WHAT TO WORK ON:
A: Repeat word for word the part of the forum post on SPLS regression that opens with the words containing "When I use predict" and closes with "confused by terminology.".
B: In the forum post on SPLS regression, which terms does the writer put in quotation marks and ask to have explained?
++++ SELECTED EXCERPT ++++
Hi Every one
First, I apologize if any of my doubts sound like baby questions. I’m new in this field. Currently I’m trying to use spls to make models using spectroscopic data gathered using LIBS. My goal is to make a multi element concentration regression. I have 300 spectra out of 5 different steel alloys. Each spectra has 6000 predictors (Wavelengths). I want to make predictions about the concentration of 5 elements. So, my X matrix is 1500x6000 and my Y matrix is 1500x5. My plan is to use SPLS to make features selection (could be regression?). I made a first try approaching this problem as a classification problem, just to warm up and get insights about possibly important predictors. I got really good results. Now, as said above, I’m going further to make regression on elemental composition. Signals from some elements are easier than others to detect and spectral data is full of noise.
My question is about the output of pls() and the predict method.
When I use predict on pls() output, I get predictions for the 5 elements I’m modeling but got it for each component. I have for example 10 components so I have 10 different predictions for the Yi column. Should I make the final linear model between Y and Latent components or is this result in the pls output? Sorry, I’m reading the documentation and papers about the method, but I’m confused by terminology.
Could I have a quick explanation about the elements “predict”, “variate” and “B.hat”?
Thank you!
++++ PROVIDED DATA ++++
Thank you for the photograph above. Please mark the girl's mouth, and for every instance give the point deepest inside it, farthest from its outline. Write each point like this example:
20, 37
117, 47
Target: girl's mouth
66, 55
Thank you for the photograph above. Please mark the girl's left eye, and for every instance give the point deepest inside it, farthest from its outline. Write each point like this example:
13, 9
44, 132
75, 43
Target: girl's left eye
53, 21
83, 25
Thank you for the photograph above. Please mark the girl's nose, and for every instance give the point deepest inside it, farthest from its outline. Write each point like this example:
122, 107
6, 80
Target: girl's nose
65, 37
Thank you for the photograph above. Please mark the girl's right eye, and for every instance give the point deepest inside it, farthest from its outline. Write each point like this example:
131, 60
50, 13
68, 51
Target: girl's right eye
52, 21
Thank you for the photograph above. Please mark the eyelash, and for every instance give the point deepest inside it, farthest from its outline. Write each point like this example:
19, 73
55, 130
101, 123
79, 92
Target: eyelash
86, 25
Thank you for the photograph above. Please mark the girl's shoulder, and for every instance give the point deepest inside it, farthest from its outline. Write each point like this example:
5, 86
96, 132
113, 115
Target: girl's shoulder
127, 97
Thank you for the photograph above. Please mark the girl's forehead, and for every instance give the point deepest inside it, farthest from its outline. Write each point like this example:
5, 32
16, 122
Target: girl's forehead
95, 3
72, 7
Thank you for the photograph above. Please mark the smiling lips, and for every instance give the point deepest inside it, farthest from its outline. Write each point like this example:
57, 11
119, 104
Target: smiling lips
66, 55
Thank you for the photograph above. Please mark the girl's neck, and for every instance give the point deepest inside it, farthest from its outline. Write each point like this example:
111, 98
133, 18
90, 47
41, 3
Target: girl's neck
++++
++++ PROVIDED DATA ++++
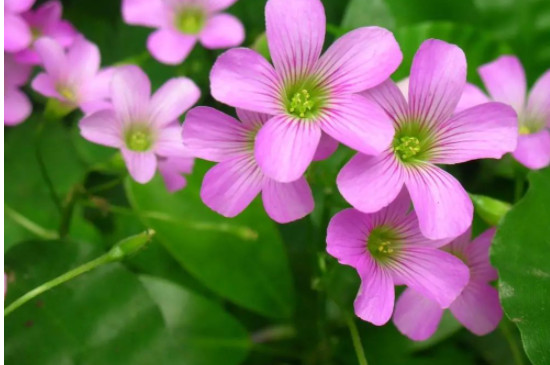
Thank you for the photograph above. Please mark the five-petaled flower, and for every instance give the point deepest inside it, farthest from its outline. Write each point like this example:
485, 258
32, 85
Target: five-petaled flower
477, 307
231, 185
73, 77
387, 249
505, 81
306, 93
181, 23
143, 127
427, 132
++++
++++ PROVIDED DATA ++++
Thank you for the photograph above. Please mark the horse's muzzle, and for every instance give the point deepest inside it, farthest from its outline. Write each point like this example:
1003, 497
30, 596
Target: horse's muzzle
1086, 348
++++
RESULTS:
A:
When I use predict on pls() output, I get predictions for the 5 elements I’m modeling but got it for each component. I have for example 10 components so I have 10 different predictions for the Yi column. Should I make the final linear model between Y and Latent components or is this result in the pls output? Sorry, I’m reading the documentation and papers about the method, but I’m confused by terminology.

B:
predict
variate
B.hat